● EXERCISE
Copy out each line of the records word for word, covering all of them. Leave the pictures out of your copy.

Records from a collection
Start

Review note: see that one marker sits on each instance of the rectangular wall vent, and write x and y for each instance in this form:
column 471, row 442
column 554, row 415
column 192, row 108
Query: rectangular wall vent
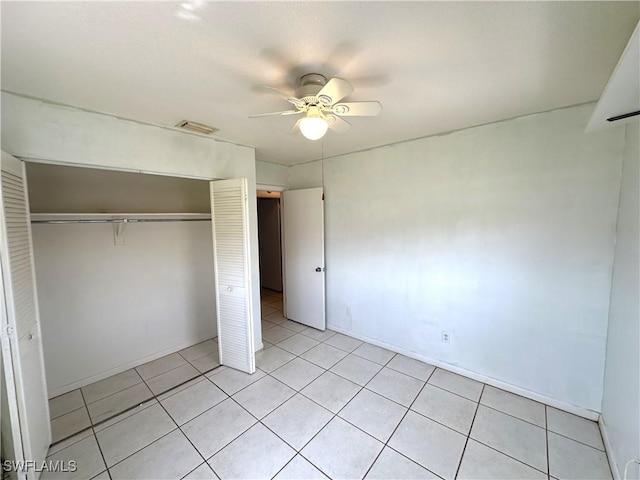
column 196, row 127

End

● EXPECTED ANSWER
Review note: see that one marker sits on each instance of the rectangular wall vent, and write x and y for each instance in this form:
column 471, row 442
column 554, row 415
column 192, row 108
Query: rectangular wall vent
column 196, row 127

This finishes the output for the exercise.